*SOURCE DOCUMENT:*
• • • • •

Let’s take a step back and look at what hospitality services like Couchsurfing are really about. It is pretty obvious that almost all of the real-life activity associated with CS (hosting, being a guest, organising and attending meetings, collectives, etc) all require one simple thing from all participants: mutual trust. The content of profiles and of course especially the references (and vouches) are very much designed towards determining trust. Perhaps couchsurfing.com actually more a trust network than a travel network?
Yesterday, I loaned two American girls a key to my house. I had met them about 30 minutes before that. They followed me home from the train station, happily handing over parts of their luggage to relieve their own back. None of us asked for passports, identification, or anything. They are 19 years old. If you would try to explain this to an average person, they’d probably declare us nuts, but they would be mistaken. It is pure and simple “trust by default” and an extremely refreshing feeling considering the world we live in.

• • • • •

*DATA UNDER STUDY:*
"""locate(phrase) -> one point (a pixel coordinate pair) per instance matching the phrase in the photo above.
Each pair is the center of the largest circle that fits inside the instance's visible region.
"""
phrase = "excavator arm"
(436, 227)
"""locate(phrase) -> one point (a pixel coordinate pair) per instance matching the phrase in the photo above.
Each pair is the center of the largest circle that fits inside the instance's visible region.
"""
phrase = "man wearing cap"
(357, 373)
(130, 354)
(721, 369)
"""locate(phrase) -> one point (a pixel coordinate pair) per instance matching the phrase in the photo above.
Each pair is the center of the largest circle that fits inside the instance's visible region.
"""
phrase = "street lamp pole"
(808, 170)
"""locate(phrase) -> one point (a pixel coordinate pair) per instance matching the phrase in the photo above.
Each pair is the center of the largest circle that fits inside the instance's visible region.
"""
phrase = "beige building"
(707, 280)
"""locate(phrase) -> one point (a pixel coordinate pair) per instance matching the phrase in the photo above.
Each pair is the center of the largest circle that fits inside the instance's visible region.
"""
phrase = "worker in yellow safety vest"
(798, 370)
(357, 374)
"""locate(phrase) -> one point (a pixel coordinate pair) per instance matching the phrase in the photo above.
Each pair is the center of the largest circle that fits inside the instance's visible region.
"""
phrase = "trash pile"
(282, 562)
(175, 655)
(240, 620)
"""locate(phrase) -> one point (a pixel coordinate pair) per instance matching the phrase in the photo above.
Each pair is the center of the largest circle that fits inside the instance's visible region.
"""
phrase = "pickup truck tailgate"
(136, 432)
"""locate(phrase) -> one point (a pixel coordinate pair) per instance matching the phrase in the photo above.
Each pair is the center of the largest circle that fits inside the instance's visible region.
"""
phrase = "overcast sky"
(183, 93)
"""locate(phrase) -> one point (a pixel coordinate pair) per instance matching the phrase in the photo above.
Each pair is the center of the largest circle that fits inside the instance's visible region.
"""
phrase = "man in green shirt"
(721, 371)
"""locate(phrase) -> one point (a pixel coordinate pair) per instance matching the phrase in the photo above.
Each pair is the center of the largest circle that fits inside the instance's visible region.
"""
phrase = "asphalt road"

• • • • •

*WORK ORDER 1:* Could you reproduce word for word the part of the Couchsurfing passage that opens with the words containing "Yesterday, I loaned" and closes with "we live in."?
*WORK ORDER 2:*
What does the Couchsurfing passage say on each of these points?
(a) What one thing does nearly all real-life Couchsurfing activity require from every participant?
(b) How long had the writer known the two American girls before lending them a house key?
(c) How old are the two girls?

*RESULT 1:*
Yesterday, I loaned two American girls a key to my house. I had met them about 30 minutes before that. They followed me home from the train station, happily handing over parts of their luggage to relieve their own back. None of us asked for passports, identification, or anything. They are 19 years old. If you would try to explain this to an average person, they’d probably declare us nuts, but they would be mistaken. It is pure and simple “trust by default” and an extremely refreshing feeling considering the world we live in.

*RESULT 2:*
(a) Mutual trust.
(b) About 30 minutes.
(c) 19 years old.